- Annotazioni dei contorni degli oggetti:
=-=-=
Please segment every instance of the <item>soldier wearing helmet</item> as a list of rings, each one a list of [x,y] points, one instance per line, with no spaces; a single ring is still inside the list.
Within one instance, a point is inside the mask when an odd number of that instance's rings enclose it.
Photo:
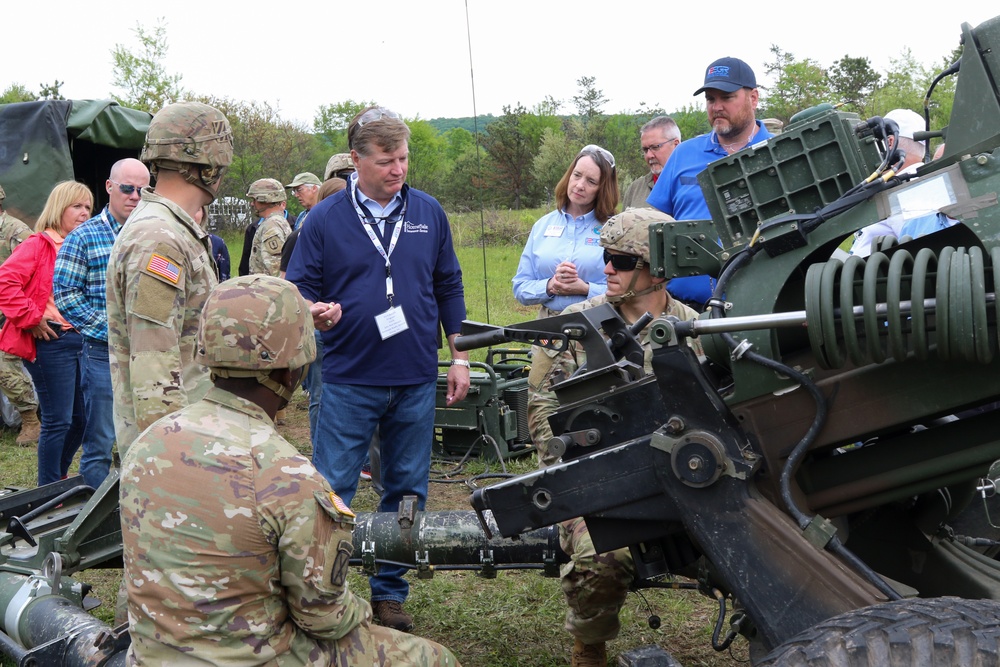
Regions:
[[[144,189],[108,261],[108,344],[119,451],[160,417],[208,391],[194,358],[198,314],[218,282],[208,233],[195,222],[233,159],[233,133],[217,109],[178,102],[149,124]],[[133,363],[135,362],[135,363]]]
[[[205,301],[196,360],[213,386],[122,459],[129,664],[458,664],[372,625],[348,588],[355,516],[274,426],[315,355],[291,283],[233,278]]]
[[[622,319],[635,322],[645,313],[680,319],[698,317],[691,308],[675,301],[664,289],[666,280],[649,271],[649,225],[673,220],[654,209],[628,209],[612,216],[601,228],[604,248],[604,274],[608,278],[605,294],[569,306],[563,313],[573,313],[611,303]],[[640,334],[645,351],[646,372],[652,372],[652,343],[649,328]],[[701,355],[701,346],[689,339]],[[529,375],[528,428],[538,449],[539,465],[556,463],[548,452],[552,429],[548,418],[559,407],[552,386],[571,376],[586,362],[583,347],[571,345],[563,352],[532,349]],[[562,588],[569,610],[566,629],[575,643],[573,667],[606,665],[605,643],[618,635],[618,612],[635,577],[635,566],[628,549],[598,554],[583,519],[566,521],[559,526],[559,541],[570,562],[563,566]]]
[[[281,271],[281,249],[292,233],[285,220],[285,188],[273,178],[261,178],[250,184],[247,197],[261,220],[250,247],[250,273],[277,276]]]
=-=-=
- Obiettivo: Ricopia senza alcuna modifica tutte le voci qui sopra, tralasciando le immagini.

- Risultato qui sotto:
Please segment every instance of the <item>soldier wearing helmet</item> as a list of rings, each one a list of [x,y] points, one instance per line, with no spaces; a single ring is still inside the list.
Within one instance, a point is inside the mask when an odd number of that instance's rings enclose it.
Photo:
Regions:
[[[144,189],[108,261],[108,344],[119,451],[160,417],[208,391],[194,358],[198,314],[218,282],[208,233],[195,222],[233,159],[233,133],[217,109],[178,102],[149,124]],[[133,363],[135,362],[135,363]]]
[[[205,301],[196,360],[213,386],[122,459],[129,664],[458,664],[372,625],[348,588],[355,516],[274,426],[315,355],[291,283],[233,278]]]
[[[622,319],[635,322],[645,313],[680,319],[698,317],[691,308],[675,301],[664,289],[666,280],[649,271],[649,225],[673,220],[654,209],[628,209],[612,216],[601,228],[604,248],[604,274],[608,278],[605,294],[569,306],[563,313],[573,313],[611,303]],[[640,334],[645,351],[646,372],[652,372],[652,343],[649,328]],[[701,355],[701,346],[689,339]],[[529,375],[528,428],[538,449],[539,465],[556,463],[548,452],[552,429],[548,418],[559,407],[552,386],[571,376],[586,362],[583,347],[571,345],[563,352],[532,349]],[[562,588],[569,610],[566,629],[575,643],[573,667],[606,665],[605,643],[618,635],[618,612],[635,577],[635,566],[628,549],[598,554],[583,519],[566,521],[559,526],[559,541],[570,562],[563,566]]]
[[[281,271],[281,249],[292,233],[285,220],[285,188],[273,178],[261,178],[250,184],[247,197],[261,220],[250,247],[250,273],[277,276]]]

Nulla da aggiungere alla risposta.